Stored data
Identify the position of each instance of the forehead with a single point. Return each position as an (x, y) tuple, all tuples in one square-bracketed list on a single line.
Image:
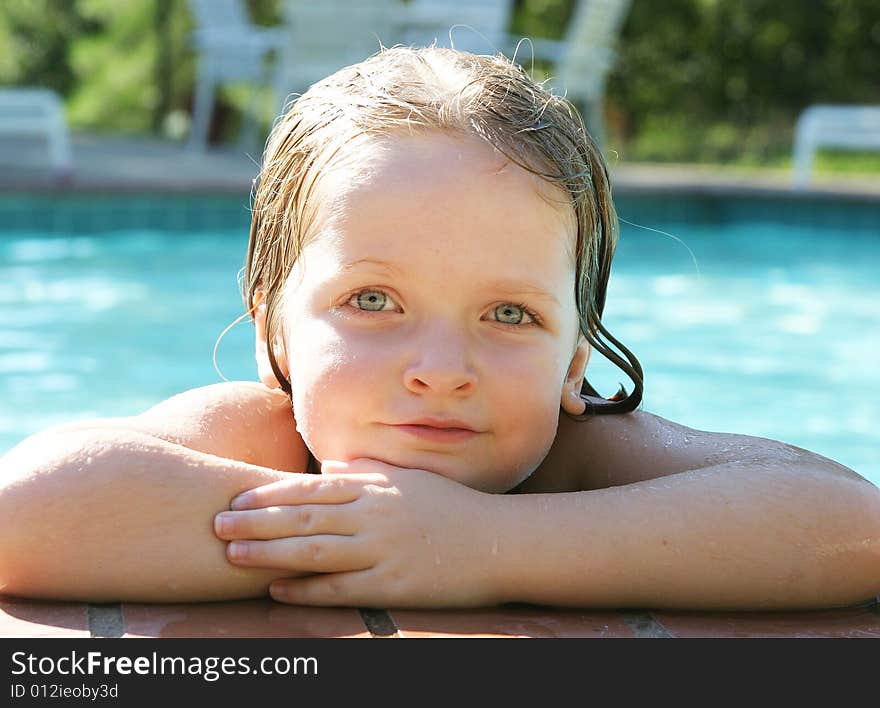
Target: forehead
[(435, 186)]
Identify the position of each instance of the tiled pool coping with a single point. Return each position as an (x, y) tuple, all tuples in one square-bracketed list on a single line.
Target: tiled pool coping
[(89, 213), (265, 618)]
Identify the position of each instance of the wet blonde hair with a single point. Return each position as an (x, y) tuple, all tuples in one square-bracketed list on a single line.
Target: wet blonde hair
[(403, 89)]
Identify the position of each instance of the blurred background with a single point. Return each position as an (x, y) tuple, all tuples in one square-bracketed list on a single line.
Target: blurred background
[(693, 80), (743, 138)]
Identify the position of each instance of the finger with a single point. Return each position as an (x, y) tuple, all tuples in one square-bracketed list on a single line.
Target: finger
[(323, 553), (304, 489), (274, 522), (349, 589)]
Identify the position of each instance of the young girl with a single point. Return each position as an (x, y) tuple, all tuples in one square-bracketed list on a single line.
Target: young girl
[(431, 243)]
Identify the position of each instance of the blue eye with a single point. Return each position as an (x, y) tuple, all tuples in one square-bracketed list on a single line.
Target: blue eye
[(509, 314), (512, 314), (370, 300)]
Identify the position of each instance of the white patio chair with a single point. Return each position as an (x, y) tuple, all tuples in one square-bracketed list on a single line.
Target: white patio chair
[(585, 56), (37, 112), (322, 36), (478, 27), (840, 126), (230, 48)]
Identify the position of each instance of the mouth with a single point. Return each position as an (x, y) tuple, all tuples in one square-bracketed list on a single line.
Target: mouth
[(437, 430)]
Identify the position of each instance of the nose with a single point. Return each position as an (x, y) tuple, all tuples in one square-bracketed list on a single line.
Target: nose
[(441, 364)]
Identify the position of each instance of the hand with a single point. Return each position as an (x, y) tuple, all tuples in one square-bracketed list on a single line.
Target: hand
[(375, 534)]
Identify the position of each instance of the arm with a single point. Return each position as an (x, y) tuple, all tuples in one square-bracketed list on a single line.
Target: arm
[(759, 533), (688, 519), (122, 509)]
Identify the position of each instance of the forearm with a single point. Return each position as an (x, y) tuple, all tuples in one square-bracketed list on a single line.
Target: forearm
[(740, 535), (109, 515)]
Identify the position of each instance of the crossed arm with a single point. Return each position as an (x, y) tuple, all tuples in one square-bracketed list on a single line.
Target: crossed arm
[(124, 510)]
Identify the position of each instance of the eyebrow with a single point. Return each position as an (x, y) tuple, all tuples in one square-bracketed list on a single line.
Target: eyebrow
[(508, 286)]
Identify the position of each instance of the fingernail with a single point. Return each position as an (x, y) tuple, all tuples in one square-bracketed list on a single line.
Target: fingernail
[(222, 524), (240, 501)]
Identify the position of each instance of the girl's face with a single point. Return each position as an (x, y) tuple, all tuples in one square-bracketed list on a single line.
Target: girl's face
[(431, 322)]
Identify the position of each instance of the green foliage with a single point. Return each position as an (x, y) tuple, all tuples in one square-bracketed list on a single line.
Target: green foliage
[(695, 80), (736, 74)]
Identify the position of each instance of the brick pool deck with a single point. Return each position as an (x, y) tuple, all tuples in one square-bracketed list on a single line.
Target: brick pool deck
[(120, 165), (265, 618)]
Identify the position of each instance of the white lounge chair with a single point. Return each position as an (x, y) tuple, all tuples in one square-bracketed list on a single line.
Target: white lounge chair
[(585, 56), (840, 126), (230, 48), (37, 112), (322, 36)]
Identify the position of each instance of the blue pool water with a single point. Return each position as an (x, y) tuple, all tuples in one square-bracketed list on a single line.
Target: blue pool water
[(774, 332)]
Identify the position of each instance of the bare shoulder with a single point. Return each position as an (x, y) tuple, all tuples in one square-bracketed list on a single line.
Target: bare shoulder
[(611, 450), (238, 420)]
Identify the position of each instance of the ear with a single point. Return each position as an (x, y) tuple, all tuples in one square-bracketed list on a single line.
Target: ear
[(571, 402), (264, 368)]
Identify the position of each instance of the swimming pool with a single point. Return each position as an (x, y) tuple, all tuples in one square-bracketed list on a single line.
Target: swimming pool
[(109, 305)]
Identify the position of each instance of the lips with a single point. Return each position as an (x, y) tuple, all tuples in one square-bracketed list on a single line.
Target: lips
[(445, 430)]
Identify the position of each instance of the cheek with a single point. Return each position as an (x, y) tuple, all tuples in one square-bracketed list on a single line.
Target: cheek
[(331, 379)]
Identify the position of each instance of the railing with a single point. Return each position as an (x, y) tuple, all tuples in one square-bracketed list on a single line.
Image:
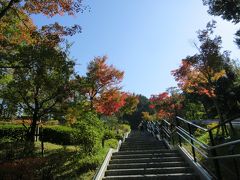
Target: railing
[(209, 154)]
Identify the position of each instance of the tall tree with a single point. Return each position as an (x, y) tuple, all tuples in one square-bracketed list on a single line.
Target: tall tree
[(47, 7), (200, 73), (39, 87), (100, 79), (228, 10)]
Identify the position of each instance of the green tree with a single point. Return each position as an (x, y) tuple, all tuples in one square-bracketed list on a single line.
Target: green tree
[(43, 84), (228, 10)]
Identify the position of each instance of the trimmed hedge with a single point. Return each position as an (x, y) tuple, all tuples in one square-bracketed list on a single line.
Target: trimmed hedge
[(80, 135), (13, 132), (58, 135)]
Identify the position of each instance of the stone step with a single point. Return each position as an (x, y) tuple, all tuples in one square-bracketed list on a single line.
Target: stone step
[(133, 156), (148, 165), (140, 148), (145, 160), (144, 146), (143, 171), (146, 151), (176, 176)]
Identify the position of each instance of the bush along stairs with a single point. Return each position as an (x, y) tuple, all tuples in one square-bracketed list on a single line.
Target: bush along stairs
[(142, 156)]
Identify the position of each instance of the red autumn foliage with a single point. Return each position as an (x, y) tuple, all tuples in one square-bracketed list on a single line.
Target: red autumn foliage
[(166, 105), (110, 102)]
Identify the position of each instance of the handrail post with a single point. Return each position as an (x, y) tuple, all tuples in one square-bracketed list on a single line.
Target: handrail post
[(192, 143), (214, 154), (179, 137)]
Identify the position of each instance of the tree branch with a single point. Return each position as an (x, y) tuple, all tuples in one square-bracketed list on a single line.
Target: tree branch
[(4, 11)]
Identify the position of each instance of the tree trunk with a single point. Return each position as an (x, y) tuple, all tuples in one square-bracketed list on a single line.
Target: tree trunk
[(219, 114), (31, 133)]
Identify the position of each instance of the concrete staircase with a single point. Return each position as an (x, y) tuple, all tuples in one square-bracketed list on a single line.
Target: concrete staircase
[(143, 157)]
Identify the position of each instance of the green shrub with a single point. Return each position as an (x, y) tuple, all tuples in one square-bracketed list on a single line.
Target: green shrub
[(109, 135), (119, 136), (125, 128), (112, 143), (59, 135), (12, 132), (87, 136), (51, 122)]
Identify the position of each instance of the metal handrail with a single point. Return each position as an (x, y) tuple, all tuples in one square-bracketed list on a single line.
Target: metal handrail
[(204, 155), (225, 122), (207, 151), (204, 146), (188, 122), (224, 144)]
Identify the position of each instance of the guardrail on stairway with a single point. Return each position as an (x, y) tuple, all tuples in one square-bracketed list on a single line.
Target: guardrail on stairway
[(101, 170), (216, 155)]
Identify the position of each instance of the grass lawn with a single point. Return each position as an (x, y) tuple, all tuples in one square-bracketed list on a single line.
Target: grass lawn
[(58, 162)]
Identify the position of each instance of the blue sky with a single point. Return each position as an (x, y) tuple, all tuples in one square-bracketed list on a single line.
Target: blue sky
[(144, 38)]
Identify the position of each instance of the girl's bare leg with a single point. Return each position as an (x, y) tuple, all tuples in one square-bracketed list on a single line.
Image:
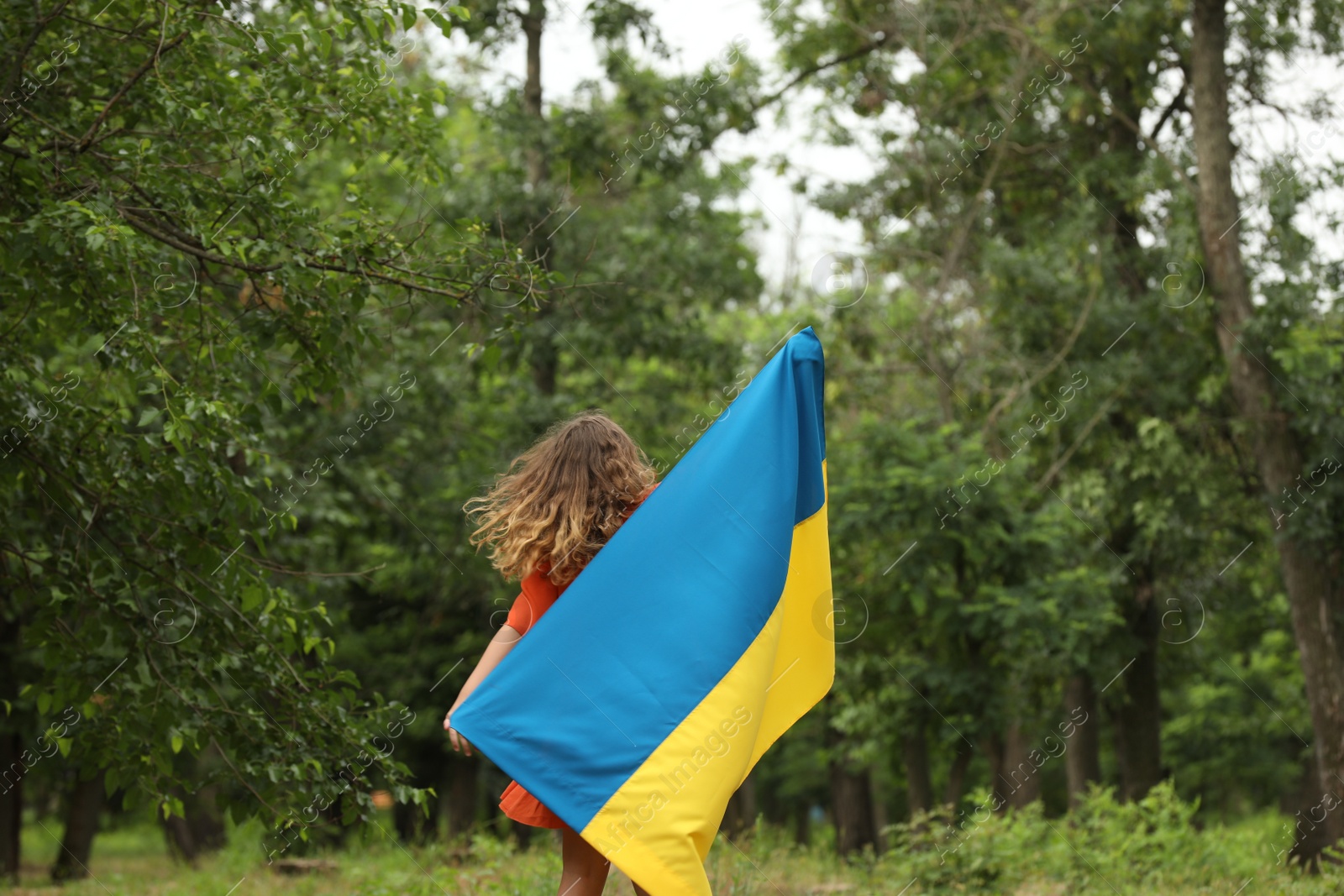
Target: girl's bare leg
[(585, 869)]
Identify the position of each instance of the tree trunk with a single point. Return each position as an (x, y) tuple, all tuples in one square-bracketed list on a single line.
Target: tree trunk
[(1082, 748), (11, 752), (84, 805), (181, 846), (1021, 773), (11, 802), (958, 777), (743, 809), (1308, 575), (994, 748), (918, 785), (463, 795), (534, 20), (851, 802), (1310, 810), (1139, 718), (535, 244)]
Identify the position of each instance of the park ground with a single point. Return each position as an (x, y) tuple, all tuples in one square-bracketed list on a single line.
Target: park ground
[(1119, 851)]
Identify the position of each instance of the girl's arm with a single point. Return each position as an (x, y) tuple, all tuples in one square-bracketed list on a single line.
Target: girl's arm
[(495, 651)]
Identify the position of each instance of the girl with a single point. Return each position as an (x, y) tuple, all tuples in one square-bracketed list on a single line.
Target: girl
[(544, 520)]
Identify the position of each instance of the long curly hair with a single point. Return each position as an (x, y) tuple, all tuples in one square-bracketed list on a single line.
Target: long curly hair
[(562, 499)]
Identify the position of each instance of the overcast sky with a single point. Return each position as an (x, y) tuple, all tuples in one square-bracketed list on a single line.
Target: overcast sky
[(698, 31)]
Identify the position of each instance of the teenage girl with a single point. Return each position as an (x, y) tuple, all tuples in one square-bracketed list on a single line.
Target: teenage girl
[(543, 521)]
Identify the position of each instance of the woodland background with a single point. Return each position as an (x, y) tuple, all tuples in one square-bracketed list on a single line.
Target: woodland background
[(279, 297)]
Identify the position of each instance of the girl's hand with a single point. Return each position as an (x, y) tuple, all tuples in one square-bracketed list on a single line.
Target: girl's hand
[(460, 743)]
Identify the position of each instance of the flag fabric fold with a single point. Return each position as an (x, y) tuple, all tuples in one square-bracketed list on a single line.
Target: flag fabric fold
[(698, 634)]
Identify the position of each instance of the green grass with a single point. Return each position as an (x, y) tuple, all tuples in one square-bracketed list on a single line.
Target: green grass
[(1108, 849)]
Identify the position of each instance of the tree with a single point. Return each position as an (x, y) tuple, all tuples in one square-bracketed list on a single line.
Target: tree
[(175, 284)]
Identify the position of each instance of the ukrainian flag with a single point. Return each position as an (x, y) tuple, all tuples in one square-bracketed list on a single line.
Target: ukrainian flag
[(696, 638)]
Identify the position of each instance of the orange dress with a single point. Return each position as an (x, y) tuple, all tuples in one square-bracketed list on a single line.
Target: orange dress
[(537, 597)]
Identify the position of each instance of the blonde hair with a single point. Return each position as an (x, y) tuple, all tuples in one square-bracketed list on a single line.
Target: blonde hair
[(562, 499)]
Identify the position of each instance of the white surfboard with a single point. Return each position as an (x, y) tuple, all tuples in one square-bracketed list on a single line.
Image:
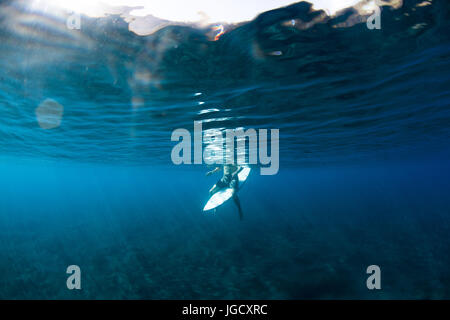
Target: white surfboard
[(223, 195)]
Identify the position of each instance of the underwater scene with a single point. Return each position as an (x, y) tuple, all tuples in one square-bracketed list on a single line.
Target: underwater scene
[(120, 177)]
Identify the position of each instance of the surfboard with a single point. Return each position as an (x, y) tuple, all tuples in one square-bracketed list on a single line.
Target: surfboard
[(221, 196)]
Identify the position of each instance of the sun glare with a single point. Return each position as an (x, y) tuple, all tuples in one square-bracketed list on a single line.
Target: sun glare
[(230, 11)]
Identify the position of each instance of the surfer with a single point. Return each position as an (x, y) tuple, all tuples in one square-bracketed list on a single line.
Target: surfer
[(228, 180)]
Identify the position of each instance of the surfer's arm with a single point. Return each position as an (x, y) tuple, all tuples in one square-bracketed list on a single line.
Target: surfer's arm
[(213, 171)]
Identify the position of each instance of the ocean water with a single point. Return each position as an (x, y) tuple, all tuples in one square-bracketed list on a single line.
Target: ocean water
[(86, 176)]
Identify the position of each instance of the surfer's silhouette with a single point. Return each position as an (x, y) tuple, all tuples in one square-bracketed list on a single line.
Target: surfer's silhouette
[(228, 180)]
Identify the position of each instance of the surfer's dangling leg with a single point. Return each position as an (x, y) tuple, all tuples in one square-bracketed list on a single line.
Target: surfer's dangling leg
[(238, 204)]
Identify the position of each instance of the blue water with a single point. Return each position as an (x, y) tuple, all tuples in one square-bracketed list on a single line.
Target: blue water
[(364, 123)]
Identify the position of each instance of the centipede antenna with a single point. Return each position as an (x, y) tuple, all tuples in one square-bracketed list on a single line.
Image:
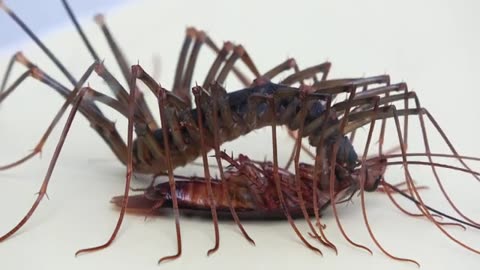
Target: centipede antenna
[(72, 17), (198, 92), (37, 41), (245, 81), (7, 74), (15, 84)]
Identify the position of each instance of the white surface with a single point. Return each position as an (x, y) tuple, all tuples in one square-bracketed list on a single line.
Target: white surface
[(433, 46)]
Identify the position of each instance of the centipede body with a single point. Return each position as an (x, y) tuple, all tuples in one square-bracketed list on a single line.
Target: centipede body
[(104, 177)]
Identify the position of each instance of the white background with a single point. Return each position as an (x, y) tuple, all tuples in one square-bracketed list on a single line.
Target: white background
[(432, 45)]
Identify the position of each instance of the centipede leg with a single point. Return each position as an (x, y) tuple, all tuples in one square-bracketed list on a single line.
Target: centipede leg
[(245, 81), (333, 162), (161, 94), (391, 111), (131, 112), (87, 108), (310, 72), (217, 96), (412, 95), (6, 75), (319, 173), (277, 178), (362, 184), (198, 92), (100, 123), (215, 67), (303, 92), (76, 96)]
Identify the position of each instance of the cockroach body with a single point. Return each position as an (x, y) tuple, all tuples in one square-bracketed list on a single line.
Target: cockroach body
[(246, 188), (251, 188)]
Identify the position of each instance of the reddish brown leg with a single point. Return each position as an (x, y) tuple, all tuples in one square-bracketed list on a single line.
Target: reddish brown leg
[(390, 111), (198, 92), (162, 96), (303, 92), (362, 185), (99, 122), (77, 99), (215, 90), (88, 108), (332, 178), (319, 173), (131, 111), (276, 177)]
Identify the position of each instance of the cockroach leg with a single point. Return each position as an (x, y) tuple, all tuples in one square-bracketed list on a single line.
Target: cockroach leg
[(198, 92), (76, 96)]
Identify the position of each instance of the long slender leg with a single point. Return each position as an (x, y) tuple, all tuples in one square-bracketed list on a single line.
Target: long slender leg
[(215, 90), (362, 118), (43, 190), (411, 95), (333, 162), (303, 92), (111, 137), (362, 193), (7, 74), (123, 63), (161, 94), (198, 92), (102, 125), (277, 179), (221, 56), (131, 111)]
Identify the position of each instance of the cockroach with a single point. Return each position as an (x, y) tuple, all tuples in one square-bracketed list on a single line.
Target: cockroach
[(313, 111)]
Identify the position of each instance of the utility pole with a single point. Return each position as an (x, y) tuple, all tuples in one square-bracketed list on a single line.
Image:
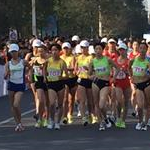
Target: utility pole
[(33, 18), (100, 21)]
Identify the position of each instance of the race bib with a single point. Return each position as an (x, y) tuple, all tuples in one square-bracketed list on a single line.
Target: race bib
[(54, 73), (121, 75), (101, 69), (37, 71), (138, 69)]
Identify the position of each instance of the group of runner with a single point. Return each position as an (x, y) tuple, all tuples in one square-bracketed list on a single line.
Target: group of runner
[(101, 77)]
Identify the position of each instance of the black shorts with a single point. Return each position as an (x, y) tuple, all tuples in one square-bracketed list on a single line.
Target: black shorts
[(87, 83), (41, 85), (71, 82), (101, 83), (56, 85), (141, 86), (16, 87)]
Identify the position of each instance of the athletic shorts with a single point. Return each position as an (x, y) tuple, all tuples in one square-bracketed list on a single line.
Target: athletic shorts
[(16, 87), (41, 85), (87, 83), (71, 82), (123, 83), (141, 86), (56, 85), (101, 83)]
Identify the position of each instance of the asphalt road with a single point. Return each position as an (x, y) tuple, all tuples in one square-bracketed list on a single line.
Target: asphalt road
[(70, 137)]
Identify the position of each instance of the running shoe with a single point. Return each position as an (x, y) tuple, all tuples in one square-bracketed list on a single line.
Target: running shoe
[(19, 128), (108, 123), (101, 126), (94, 120), (118, 123), (36, 117), (50, 125), (44, 122), (79, 113), (148, 124), (65, 120), (38, 124), (85, 121), (70, 119), (57, 126), (144, 127), (90, 119), (112, 119), (138, 126), (122, 124)]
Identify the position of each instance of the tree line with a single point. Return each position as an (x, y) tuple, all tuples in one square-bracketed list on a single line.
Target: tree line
[(118, 17)]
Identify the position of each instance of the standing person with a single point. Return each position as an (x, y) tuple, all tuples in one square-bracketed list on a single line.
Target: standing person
[(84, 89), (70, 83), (111, 52), (53, 72), (15, 73), (30, 58), (135, 52), (122, 86), (40, 86), (132, 55), (141, 80), (100, 71)]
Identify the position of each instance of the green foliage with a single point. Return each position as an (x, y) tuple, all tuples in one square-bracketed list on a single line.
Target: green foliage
[(119, 17)]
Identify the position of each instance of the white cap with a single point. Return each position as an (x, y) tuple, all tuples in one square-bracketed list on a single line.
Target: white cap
[(147, 40), (78, 49), (123, 46), (13, 47), (104, 40), (112, 41), (66, 44), (75, 38), (36, 43), (84, 43), (91, 49)]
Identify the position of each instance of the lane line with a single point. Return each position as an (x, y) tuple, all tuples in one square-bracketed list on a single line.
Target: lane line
[(12, 118)]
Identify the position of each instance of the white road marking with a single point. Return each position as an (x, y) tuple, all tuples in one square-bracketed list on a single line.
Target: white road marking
[(12, 118)]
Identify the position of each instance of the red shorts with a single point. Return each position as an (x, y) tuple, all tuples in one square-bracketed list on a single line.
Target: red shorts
[(122, 83)]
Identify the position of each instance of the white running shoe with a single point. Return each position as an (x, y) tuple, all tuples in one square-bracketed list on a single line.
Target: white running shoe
[(50, 125), (108, 123), (102, 127), (57, 126), (138, 126)]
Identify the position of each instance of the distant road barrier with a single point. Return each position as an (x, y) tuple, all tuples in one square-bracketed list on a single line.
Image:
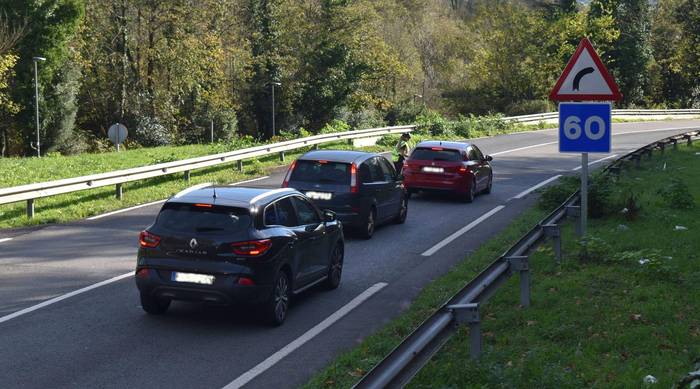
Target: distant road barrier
[(32, 192), (398, 368), (548, 116)]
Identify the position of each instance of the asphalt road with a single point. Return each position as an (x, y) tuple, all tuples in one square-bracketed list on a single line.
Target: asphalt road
[(102, 339)]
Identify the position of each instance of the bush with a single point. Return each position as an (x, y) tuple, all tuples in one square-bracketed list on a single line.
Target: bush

= Instructions to follow =
Write out, word for word, the lines beginning with the one that contains "Identify the position of each instance of the grass" and ending with the one that contains "[(144, 38)]", both included.

= Solved problem =
Identify the position of each instance of the grass lawn with a single point. Return each position as an (x, y) tuple, all tuples in one square-bracketed list on a single line.
Target: grass lawn
[(58, 162)]
Identify the position of each instance of the blue sky with a single point. Return each position as an (x, y) tuple, all tuples in one square-bracketed list on a single line.
Target: blue sky
[(144, 38)]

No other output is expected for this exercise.